== WHAT NEEDS TO BE DONE ==
Retype every record exactly. Leave the pictures out.

[DATA SECTION — start]

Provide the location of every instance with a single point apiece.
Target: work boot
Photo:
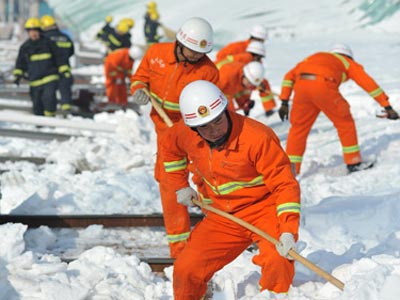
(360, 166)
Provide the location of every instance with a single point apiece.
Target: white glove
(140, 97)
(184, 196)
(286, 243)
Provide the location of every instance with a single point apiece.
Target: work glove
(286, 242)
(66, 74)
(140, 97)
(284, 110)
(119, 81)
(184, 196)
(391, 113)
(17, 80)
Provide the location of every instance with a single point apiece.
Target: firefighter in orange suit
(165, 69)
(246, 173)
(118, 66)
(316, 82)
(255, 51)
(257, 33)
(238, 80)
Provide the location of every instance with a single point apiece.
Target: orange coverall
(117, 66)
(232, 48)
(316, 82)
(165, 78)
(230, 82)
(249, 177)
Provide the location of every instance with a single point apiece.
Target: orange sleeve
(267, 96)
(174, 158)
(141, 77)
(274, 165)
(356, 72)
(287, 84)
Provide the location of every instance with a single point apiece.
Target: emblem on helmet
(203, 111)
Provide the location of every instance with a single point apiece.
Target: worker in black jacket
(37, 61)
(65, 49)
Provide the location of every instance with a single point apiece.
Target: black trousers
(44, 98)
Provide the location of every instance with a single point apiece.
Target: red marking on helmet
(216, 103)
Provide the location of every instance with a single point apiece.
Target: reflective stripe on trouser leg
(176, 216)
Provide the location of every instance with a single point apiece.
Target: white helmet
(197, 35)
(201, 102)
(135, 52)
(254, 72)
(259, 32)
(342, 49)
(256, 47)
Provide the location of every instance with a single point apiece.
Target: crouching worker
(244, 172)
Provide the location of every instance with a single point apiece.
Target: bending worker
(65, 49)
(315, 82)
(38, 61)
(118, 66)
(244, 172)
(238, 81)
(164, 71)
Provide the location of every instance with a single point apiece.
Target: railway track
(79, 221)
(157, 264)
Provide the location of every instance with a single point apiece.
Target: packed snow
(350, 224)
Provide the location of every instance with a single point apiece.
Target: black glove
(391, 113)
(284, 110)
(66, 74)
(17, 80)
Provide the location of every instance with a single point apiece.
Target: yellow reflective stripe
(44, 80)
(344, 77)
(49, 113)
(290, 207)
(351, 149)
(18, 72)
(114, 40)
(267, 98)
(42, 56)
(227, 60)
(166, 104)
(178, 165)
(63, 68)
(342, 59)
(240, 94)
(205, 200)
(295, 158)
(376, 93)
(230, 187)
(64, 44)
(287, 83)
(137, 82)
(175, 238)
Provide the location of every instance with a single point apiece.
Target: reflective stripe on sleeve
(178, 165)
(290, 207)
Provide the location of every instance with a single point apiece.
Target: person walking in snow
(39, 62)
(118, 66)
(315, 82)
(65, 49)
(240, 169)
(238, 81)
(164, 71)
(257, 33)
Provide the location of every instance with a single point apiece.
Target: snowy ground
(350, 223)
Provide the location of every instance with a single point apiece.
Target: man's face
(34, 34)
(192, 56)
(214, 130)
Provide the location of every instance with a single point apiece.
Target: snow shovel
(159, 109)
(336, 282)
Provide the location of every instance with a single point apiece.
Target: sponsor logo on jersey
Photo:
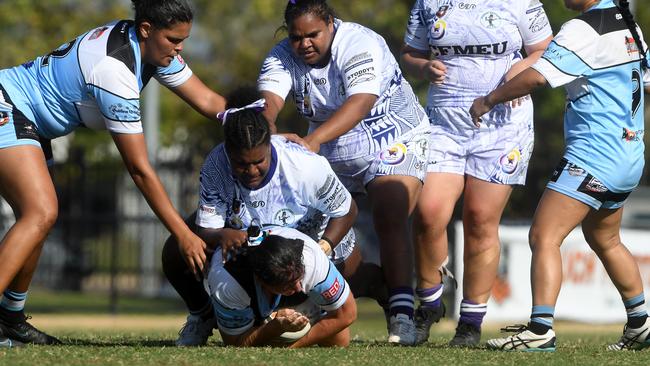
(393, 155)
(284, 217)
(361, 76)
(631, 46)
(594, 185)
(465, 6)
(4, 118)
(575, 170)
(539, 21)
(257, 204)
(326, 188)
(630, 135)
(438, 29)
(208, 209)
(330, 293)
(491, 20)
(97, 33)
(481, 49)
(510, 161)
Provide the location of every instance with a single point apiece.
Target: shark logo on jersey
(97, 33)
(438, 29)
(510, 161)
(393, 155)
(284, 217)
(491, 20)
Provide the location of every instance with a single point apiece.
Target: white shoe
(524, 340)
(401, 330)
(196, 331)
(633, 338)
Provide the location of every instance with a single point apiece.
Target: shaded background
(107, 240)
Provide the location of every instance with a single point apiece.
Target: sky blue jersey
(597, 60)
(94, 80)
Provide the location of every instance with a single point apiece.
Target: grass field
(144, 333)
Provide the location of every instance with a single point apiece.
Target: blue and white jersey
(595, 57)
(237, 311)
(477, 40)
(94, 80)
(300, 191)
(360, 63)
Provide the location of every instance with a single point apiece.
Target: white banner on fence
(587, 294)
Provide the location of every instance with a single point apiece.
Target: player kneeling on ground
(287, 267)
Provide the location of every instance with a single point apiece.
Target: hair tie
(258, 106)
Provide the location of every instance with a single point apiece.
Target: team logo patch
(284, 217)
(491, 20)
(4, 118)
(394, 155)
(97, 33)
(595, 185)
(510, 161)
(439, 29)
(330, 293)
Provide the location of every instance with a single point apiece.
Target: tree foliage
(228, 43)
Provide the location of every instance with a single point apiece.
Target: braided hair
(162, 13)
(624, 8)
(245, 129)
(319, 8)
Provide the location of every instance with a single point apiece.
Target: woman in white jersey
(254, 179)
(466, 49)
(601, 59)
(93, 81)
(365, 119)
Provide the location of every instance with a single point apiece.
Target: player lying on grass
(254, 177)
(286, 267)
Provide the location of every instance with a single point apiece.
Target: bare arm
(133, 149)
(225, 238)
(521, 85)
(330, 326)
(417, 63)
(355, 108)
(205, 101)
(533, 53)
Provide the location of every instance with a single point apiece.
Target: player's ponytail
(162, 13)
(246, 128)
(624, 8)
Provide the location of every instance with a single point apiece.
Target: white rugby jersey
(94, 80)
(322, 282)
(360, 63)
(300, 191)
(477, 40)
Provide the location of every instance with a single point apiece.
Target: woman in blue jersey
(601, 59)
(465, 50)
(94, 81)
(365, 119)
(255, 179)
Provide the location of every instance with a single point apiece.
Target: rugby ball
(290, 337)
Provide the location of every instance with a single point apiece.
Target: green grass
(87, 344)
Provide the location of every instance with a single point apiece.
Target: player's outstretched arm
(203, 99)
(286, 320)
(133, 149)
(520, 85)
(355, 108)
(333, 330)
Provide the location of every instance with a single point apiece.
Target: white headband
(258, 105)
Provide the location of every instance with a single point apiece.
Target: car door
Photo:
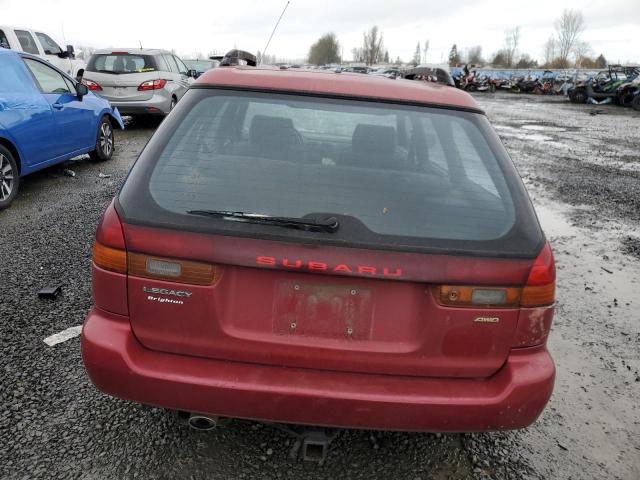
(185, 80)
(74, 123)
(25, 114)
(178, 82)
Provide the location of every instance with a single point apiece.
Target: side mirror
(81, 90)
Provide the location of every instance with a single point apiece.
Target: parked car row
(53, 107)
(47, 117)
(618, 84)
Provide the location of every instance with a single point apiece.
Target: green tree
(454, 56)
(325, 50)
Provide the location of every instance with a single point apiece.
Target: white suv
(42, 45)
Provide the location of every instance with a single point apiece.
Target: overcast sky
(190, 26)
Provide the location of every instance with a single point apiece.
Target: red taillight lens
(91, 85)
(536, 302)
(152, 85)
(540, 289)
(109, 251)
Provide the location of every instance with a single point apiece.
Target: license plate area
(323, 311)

[DATA SECTION — finish]

== EXERCISE SOLUTION ==
Provide the location of every instance with a single point apiece.
Target: work boot
Photo:
(360, 166)
Provide the location of every instance with a single point apiece.
Target: white glove
(140, 97)
(184, 196)
(286, 243)
Provide the location of every instance with a single point apiece.
Target: work glove
(286, 242)
(66, 74)
(140, 97)
(284, 110)
(119, 81)
(184, 196)
(391, 113)
(17, 80)
Provide the location of every instance with a single point apiece.
Target: firefighter in orange suit
(165, 69)
(246, 173)
(118, 66)
(316, 82)
(255, 51)
(257, 33)
(238, 80)
Provide the location of every instance with a single point apiece.
Target: orange coverall
(117, 66)
(232, 48)
(316, 82)
(165, 78)
(230, 82)
(249, 177)
Provide the location of every instance with a single point apiece.
Target: orange sleeve
(267, 96)
(174, 158)
(141, 77)
(274, 165)
(356, 72)
(287, 84)
Provide the location of every instance with a single point apiece.
Target: emblem on helmet
(203, 111)
Provide the location of every instance with a single point apiece.
Target: worker in black jacket
(37, 61)
(65, 49)
Provide the location of every instance with a single point apiece.
Target: black trousers
(44, 98)
Provide the location of every instance with a single point apiece.
Target: red marking on helmet
(216, 103)
Provide the location of every instance with a single point apiece.
Target: reflective stripe on trouser leg
(176, 216)
Provide the location of every instance with a single point apiece.
Target: white helmet
(197, 35)
(201, 102)
(135, 52)
(254, 72)
(259, 32)
(342, 49)
(256, 47)
Provide the location of every instance with a single point apiece.
Target: crouching worker
(244, 172)
Provide the location of every instance with a single point apiece.
Target: bending worker
(65, 49)
(315, 82)
(38, 61)
(118, 66)
(244, 172)
(238, 81)
(164, 71)
Provide the location of every instance with a single point apiece.
Target: railway track
(79, 221)
(157, 264)
Provide the location of every instance with a single point apiece.
Target: packed snow
(350, 224)
Provide the location of every instance with a single point apiece.
Target: black glove
(391, 113)
(284, 110)
(66, 74)
(17, 80)
Provide the location of every instance with a single point apiece.
Target: yellow reflective stripe
(44, 80)
(344, 77)
(49, 113)
(290, 207)
(351, 149)
(18, 72)
(114, 40)
(267, 98)
(42, 56)
(227, 60)
(166, 104)
(178, 165)
(63, 68)
(342, 59)
(240, 94)
(205, 200)
(295, 158)
(376, 93)
(230, 187)
(64, 44)
(287, 83)
(137, 82)
(175, 238)
Provide the location of every instance with a single point apiece.
Target: reflective stripe on sleeve
(178, 165)
(290, 207)
Provide the location of every instance with a single point apiece.
Target: person walking in snow
(39, 62)
(118, 66)
(315, 82)
(65, 49)
(240, 169)
(238, 81)
(164, 71)
(257, 33)
Provide the location of every instance with a single point apiece.
Target: snowy ground
(350, 223)
Provide the location of every instance with a single point apiece.
Target: man's face
(34, 34)
(192, 56)
(214, 130)
Provide the location of every instance with a single point apiece.
Target: snow shovel
(159, 109)
(336, 282)
Provide the location of every instance with a single point apiece.
Target: sponsor logo on jersey
Photo:
(393, 155)
(284, 217)
(361, 76)
(631, 46)
(594, 185)
(465, 6)
(4, 118)
(575, 170)
(539, 21)
(257, 204)
(326, 188)
(630, 135)
(438, 29)
(208, 209)
(330, 293)
(491, 20)
(97, 33)
(481, 49)
(510, 161)
Provide the location of every instance with a single point apiece.
Target: shark logo on jersey
(97, 33)
(438, 29)
(510, 161)
(393, 155)
(284, 217)
(491, 20)
Provide the location of every instance with a single point apiece.
Target: white shoe
(524, 340)
(401, 330)
(196, 331)
(633, 338)
Provide the location of every instance with a single point apiece.
Target: shaded background
(107, 240)
Provide the location of every instance with a single point apiece.
Target: sky blue jersey
(597, 60)
(94, 80)
Provide the location of every instance with a single point apiece.
Target: grass field
(144, 333)
Provide the location of every instance with a single point apiece.
Target: blue and white jersey
(595, 57)
(237, 311)
(477, 40)
(94, 80)
(300, 191)
(360, 63)
Provide the location of every instance with a single point apiece.
Target: white banner on fence
(587, 294)
Provide the location of every instance with a single point apiece.
Target: player kneeling on ground
(287, 267)
Provide the location of every instance with a single point apiece.
Target: hair tie
(258, 106)
Provide the location of every instance with a single point apiece.
Target: team logo patch
(284, 217)
(491, 20)
(4, 118)
(394, 155)
(97, 33)
(595, 185)
(510, 161)
(439, 29)
(330, 293)
Provide the location of every instance with a single point apiece.
Target: tree foliage
(228, 43)
Provide the location of every instance with a single point apiece.
Target: braided hair
(162, 13)
(624, 8)
(245, 129)
(319, 8)
Provide the location of every instance with a single point apiece.
Target: woman in white jersey
(254, 179)
(466, 49)
(601, 59)
(93, 81)
(365, 119)
Provide the location of every instance with a single point apiece.
Target: player lying on grass
(254, 177)
(286, 267)
Provide the location of every instance with a single point apiece.
Target: bare arm
(133, 149)
(225, 238)
(521, 85)
(330, 326)
(417, 63)
(355, 108)
(205, 101)
(533, 53)
Provide the location of every instance with a single point apiece.
Target: player's ponytail
(162, 13)
(246, 128)
(624, 8)
Provide the location of every instance with a single point apiece.
Target: white rugby jersey
(94, 80)
(322, 282)
(360, 63)
(300, 191)
(477, 40)
Provide the location of every instance with a single point apiece.
Target: woman in blue jersey
(601, 59)
(465, 50)
(94, 81)
(365, 119)
(255, 179)
Provide the location of every instance with a single point apiece.
Target: rugby ball
(290, 337)
Provide the location of every instance with a single point apiece.
Target: green grass
(87, 344)
Provide the location of every instance with a single point apiece.
Target: player's outstretched arm
(203, 99)
(286, 320)
(133, 149)
(520, 85)
(355, 108)
(333, 330)
Provide the location of every instance with a single point apiece.
Target: white headband
(258, 105)
Provide the location of every instance with a single point apiece.
Target: car door
Photo:
(185, 80)
(74, 123)
(25, 114)
(178, 82)
Provide the location of every instance with a single point apiece.
Target: side mirror
(81, 90)
Provide the location of every instance with a single point apiece.
Target: parked car row
(53, 107)
(47, 117)
(618, 84)
Provide the location of every instance with a single point apiece.
Target: green tree
(454, 56)
(325, 50)
Provide the location of every instance with a single point apiece.
Target: white suv
(42, 45)
Provide the location of every instance with a single point apiece.
Target: overcast sky
(190, 26)
Provide the location of every instance with a single point apiece.
Target: red taillight lens
(91, 85)
(536, 302)
(152, 85)
(540, 289)
(109, 251)
Provide the location of every instance with a single point apiece.
Target: license plate area
(323, 311)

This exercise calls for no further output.